# TASK TO COMPLETE:
Please rewrite the lines of the records below as a numbered list, starting with the line containing "Every instance of the thin branch gets" and going on through the end of the records. Leave out any blank lines.

-- START --

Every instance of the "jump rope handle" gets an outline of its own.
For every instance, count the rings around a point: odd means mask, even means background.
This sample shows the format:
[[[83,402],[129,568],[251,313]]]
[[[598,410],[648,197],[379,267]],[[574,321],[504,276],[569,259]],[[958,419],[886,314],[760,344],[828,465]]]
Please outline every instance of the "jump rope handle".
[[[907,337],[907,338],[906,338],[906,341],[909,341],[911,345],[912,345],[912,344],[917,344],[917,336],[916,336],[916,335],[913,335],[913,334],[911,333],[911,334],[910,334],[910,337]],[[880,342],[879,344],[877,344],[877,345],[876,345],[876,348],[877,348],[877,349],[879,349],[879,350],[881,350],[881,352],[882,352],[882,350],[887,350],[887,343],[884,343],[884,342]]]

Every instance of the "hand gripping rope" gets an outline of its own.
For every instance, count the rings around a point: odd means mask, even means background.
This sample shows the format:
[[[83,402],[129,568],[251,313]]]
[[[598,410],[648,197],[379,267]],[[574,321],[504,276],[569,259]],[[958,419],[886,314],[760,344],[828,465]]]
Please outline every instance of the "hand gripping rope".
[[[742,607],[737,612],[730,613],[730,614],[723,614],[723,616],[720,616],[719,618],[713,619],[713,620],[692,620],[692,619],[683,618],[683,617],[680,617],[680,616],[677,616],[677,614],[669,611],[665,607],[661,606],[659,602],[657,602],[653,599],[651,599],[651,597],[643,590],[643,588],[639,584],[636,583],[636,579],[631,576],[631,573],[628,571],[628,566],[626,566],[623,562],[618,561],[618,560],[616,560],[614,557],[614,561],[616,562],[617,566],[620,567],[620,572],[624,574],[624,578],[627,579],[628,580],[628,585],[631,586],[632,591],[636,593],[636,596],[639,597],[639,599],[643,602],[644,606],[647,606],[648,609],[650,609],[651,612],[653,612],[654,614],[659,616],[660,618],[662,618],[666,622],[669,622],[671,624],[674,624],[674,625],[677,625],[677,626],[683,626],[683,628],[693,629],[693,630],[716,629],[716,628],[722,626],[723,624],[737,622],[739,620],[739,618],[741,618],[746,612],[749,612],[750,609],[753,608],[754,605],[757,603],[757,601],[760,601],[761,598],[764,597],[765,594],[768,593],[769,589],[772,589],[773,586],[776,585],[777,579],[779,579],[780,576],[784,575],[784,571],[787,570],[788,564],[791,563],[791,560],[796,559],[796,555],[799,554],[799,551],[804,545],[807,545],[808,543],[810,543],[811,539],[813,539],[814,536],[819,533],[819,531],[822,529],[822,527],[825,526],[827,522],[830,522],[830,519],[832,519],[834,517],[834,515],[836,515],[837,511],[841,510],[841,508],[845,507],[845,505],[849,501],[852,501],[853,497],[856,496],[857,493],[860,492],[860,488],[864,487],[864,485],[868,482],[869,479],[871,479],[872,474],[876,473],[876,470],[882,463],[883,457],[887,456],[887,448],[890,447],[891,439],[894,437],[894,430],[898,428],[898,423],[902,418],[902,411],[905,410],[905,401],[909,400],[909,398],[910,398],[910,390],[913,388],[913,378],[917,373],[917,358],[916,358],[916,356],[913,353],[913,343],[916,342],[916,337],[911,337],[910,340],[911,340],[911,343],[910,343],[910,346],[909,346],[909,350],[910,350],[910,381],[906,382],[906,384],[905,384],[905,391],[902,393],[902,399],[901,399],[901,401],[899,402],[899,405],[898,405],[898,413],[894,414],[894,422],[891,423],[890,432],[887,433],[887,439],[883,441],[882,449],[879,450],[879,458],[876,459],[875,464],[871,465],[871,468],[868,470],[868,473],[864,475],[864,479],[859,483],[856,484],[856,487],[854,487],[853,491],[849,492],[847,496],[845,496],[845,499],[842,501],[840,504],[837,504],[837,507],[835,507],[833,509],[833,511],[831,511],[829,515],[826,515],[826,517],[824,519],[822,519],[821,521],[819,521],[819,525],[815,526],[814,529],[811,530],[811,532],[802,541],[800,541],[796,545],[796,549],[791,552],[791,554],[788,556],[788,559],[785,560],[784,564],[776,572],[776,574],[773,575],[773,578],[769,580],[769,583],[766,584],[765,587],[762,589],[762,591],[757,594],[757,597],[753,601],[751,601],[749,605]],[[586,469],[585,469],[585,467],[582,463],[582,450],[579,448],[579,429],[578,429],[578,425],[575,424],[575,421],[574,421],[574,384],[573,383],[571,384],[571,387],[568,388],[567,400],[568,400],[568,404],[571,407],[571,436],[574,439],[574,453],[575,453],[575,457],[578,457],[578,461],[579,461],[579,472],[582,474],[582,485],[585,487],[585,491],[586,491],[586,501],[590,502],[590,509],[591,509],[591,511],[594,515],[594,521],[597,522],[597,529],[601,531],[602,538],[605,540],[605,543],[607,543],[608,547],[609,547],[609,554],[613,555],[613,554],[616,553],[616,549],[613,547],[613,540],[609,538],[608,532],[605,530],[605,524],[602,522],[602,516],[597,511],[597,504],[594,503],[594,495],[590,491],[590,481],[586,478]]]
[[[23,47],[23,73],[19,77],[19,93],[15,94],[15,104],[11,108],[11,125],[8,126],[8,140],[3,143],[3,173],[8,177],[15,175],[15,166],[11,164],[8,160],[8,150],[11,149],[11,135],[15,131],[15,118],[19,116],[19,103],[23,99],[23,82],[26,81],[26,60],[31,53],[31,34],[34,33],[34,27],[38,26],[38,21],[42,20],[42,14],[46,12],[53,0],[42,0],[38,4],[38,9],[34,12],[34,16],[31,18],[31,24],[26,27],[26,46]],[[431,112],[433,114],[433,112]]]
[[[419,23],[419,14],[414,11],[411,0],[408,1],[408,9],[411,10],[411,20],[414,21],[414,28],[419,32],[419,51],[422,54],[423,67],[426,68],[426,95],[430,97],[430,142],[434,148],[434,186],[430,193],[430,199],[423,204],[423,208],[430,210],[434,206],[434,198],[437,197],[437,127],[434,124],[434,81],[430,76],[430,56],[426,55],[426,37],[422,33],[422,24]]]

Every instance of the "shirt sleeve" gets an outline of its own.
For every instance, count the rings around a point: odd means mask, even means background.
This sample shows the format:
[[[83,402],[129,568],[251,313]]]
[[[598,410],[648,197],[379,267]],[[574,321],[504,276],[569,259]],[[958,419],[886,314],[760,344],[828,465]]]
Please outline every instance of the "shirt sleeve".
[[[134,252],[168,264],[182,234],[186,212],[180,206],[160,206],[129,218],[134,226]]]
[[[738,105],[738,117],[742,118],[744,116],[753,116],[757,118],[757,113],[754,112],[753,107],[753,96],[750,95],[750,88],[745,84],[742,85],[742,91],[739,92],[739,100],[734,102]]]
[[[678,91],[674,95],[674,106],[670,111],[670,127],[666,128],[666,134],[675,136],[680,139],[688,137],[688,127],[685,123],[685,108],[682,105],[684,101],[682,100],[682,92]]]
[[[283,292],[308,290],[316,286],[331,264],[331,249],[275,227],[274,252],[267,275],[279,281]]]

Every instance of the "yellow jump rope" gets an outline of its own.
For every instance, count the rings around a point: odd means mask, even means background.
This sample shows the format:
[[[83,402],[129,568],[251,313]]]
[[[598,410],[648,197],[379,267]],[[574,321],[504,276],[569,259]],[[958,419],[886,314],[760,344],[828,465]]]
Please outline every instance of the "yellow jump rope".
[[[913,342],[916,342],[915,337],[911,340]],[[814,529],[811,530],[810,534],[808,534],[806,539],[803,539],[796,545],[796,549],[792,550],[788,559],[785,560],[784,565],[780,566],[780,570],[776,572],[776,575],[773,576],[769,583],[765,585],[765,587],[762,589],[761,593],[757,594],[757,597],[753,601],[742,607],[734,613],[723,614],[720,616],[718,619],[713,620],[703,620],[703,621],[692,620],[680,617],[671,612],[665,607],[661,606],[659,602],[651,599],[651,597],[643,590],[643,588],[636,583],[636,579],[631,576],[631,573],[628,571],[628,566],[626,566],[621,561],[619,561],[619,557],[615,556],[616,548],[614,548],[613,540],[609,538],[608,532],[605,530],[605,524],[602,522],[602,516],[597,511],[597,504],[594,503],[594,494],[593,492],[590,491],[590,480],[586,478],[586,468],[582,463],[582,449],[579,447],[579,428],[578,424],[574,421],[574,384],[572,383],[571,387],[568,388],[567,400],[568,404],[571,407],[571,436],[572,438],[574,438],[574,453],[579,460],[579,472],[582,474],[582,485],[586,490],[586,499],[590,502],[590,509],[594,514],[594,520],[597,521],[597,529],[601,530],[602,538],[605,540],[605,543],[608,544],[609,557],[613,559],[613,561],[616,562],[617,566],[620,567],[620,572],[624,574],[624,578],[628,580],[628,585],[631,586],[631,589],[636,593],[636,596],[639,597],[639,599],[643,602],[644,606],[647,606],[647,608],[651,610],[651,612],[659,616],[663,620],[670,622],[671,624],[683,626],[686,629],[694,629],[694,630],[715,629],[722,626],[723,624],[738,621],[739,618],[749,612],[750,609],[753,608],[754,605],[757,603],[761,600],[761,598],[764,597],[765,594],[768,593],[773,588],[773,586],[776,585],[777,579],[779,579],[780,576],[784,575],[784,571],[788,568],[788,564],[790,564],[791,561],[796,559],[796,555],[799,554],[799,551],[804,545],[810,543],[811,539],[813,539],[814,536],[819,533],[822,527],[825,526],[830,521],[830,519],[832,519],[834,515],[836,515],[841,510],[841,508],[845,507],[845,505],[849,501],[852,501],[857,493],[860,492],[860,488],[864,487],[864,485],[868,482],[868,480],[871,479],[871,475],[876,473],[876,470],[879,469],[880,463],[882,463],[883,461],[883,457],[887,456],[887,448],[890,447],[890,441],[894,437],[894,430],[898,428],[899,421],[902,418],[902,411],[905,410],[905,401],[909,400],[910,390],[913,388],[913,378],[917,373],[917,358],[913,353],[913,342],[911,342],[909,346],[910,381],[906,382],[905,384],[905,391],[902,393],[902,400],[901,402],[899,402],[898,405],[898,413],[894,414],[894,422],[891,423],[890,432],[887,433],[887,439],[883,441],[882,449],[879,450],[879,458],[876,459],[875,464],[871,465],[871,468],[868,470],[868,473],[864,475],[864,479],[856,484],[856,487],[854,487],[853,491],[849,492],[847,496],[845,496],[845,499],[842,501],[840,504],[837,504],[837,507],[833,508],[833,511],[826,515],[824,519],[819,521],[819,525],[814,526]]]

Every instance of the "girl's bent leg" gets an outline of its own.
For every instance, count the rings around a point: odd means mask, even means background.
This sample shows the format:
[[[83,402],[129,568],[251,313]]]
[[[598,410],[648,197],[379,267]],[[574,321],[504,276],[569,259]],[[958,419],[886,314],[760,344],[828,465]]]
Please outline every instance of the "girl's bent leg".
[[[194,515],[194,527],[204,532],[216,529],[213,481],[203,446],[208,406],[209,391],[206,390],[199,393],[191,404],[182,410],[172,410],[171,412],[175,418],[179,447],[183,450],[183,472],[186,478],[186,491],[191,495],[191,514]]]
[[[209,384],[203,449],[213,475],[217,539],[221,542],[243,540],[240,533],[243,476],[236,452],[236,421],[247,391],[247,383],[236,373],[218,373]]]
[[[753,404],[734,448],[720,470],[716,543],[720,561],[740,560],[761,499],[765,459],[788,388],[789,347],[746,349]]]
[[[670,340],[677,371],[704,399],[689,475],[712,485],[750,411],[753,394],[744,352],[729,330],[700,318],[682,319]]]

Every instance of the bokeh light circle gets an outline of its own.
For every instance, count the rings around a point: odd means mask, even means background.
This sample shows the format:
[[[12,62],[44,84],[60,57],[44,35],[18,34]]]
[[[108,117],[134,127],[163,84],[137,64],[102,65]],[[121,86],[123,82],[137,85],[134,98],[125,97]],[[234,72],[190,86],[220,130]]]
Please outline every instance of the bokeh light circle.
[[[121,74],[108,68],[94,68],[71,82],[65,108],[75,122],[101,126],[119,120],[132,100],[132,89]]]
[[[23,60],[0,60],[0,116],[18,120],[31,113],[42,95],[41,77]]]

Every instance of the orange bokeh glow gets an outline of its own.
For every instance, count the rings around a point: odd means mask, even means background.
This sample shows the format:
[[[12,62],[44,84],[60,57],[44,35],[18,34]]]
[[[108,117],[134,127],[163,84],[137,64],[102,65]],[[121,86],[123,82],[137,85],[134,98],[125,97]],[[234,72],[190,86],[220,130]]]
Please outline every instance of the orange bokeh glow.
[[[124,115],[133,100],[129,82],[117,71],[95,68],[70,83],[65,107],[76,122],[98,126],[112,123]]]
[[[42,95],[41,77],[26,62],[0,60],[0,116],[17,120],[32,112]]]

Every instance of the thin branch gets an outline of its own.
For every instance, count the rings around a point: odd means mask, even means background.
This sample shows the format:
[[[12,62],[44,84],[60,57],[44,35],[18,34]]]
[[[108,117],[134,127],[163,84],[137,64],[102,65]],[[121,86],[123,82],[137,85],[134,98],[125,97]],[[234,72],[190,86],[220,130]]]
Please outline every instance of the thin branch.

-- END --

# WORKED SOLUTION:
1. Every instance of the thin branch gets an outline of its own.
2. For every instance, count the rings around a point: odd means mask, even means background.
3. This sample shows the format:
4. [[[12,62],[44,84],[60,57],[44,35],[18,34]]]
5. [[[108,117],[134,127],[163,84],[137,64],[102,65]],[[121,86],[123,82],[137,85],[134,98],[125,97]],[[234,72],[190,86],[220,130]]]
6. Please outline every instance of the thin branch.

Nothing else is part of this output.